## WHAT YOU SHOULD DO
In the following listing, find the lines containing "segment" and report them.

## RECORDS TO USE
----
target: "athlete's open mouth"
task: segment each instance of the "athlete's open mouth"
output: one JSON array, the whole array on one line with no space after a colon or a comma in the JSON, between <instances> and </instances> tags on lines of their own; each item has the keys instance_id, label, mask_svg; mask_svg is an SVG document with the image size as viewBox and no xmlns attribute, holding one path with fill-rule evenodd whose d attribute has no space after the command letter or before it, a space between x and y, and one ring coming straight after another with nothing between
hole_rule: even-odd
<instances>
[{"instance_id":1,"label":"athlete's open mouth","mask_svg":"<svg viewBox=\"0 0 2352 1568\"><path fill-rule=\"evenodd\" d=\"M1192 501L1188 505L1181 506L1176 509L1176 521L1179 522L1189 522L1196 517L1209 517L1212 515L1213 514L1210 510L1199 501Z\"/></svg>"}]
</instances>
----
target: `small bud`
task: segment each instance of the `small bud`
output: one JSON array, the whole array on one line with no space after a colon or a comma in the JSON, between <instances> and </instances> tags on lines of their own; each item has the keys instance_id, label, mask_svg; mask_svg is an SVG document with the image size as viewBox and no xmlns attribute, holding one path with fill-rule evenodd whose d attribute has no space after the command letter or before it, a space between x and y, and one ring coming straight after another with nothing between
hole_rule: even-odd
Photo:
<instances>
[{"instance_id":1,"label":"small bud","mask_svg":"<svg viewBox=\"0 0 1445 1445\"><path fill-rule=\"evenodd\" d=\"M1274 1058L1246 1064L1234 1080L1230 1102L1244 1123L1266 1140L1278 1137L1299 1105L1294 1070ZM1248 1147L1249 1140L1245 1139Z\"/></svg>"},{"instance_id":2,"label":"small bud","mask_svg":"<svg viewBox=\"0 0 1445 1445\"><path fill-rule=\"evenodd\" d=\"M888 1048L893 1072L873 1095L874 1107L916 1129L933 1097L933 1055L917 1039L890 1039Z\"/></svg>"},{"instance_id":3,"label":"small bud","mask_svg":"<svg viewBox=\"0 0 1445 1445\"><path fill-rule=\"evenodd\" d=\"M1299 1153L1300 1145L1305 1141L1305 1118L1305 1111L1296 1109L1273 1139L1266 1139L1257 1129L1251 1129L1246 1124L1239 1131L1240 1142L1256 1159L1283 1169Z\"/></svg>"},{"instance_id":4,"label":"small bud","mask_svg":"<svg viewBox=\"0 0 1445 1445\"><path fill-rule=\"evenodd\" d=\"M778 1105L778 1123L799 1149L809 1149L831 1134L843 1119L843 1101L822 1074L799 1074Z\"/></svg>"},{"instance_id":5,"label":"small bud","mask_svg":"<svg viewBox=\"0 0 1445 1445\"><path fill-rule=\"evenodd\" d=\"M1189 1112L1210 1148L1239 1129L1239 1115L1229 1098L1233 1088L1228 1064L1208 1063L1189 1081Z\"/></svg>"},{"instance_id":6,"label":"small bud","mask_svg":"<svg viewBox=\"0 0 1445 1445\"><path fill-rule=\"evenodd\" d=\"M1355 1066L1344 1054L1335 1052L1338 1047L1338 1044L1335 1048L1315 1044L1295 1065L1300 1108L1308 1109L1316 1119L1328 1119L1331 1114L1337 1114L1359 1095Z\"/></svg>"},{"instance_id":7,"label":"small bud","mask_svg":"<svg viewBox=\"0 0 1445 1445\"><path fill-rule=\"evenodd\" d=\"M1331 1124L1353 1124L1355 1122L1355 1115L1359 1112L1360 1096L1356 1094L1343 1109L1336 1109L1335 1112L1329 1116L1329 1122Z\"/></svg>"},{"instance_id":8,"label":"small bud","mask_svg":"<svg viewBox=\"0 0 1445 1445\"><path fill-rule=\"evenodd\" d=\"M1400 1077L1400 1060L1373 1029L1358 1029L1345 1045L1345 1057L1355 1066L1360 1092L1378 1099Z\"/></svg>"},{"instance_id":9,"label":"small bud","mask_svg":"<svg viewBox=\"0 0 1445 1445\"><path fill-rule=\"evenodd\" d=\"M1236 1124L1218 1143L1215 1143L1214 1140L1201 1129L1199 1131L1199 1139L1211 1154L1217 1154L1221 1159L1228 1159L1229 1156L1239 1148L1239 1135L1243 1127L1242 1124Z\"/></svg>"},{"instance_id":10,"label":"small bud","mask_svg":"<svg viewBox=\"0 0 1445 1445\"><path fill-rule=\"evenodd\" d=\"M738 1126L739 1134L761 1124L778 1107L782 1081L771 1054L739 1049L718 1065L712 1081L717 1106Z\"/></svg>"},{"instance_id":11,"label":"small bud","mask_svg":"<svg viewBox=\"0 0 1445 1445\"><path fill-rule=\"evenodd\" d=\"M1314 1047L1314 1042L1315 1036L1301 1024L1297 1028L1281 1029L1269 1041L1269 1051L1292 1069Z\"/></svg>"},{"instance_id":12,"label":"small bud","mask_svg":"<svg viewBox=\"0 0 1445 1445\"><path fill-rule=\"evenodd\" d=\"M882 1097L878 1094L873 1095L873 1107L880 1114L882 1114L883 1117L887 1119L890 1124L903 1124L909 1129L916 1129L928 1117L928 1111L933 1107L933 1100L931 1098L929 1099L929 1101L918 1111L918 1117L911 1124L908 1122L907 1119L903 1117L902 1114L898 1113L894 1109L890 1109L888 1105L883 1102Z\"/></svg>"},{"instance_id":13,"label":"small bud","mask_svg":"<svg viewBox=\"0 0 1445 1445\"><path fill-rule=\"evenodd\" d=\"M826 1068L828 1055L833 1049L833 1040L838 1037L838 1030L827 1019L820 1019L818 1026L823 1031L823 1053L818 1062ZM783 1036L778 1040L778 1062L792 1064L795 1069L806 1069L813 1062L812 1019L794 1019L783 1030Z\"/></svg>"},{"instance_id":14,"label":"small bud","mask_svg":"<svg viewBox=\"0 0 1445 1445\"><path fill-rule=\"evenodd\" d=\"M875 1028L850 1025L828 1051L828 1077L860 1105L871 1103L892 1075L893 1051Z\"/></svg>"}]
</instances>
----
## ANSWER FOR THE TASK
task: segment each instance of the "athlete's open mouth"
task: segment each instance of the `small bud`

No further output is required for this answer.